INPUT DATA
::::::

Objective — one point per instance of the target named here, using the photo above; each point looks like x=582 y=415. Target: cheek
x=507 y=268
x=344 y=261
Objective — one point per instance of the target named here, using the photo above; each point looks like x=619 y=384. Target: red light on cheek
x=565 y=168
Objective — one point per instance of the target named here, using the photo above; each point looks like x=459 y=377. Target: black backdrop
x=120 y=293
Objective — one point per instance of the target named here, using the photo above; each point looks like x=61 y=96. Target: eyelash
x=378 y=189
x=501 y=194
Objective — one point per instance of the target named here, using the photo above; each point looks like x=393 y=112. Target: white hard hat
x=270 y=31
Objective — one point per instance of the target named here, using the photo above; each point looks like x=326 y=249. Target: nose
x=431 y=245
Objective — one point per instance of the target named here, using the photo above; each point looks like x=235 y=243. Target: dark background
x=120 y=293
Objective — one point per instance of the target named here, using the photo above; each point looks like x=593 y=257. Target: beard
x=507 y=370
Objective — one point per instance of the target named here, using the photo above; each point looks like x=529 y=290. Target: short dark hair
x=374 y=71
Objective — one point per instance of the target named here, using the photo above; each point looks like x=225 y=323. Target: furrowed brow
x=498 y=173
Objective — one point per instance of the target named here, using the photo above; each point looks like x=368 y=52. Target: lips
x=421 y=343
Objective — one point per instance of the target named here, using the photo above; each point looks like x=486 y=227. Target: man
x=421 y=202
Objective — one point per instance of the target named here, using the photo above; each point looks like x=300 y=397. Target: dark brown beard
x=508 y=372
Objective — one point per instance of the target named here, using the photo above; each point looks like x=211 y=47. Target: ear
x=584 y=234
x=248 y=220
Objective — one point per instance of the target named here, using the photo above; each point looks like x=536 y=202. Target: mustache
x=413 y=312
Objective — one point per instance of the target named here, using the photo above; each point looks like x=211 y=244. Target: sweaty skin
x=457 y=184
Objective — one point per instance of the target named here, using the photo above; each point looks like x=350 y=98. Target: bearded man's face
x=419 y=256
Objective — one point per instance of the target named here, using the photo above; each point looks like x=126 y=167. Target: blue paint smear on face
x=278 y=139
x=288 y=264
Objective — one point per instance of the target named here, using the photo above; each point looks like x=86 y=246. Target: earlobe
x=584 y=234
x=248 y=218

::::::

WORK TO BE COMPLETED
Can you repeat, word for word, the lines above from the one containing "y=202. Target: mustache" through the one containing "x=413 y=312", both ends included?

EXERCISE OUTPUT
Objective — one point per instance of the target named here, using the photo above; each point looks like x=536 y=202. Target: mustache
x=413 y=312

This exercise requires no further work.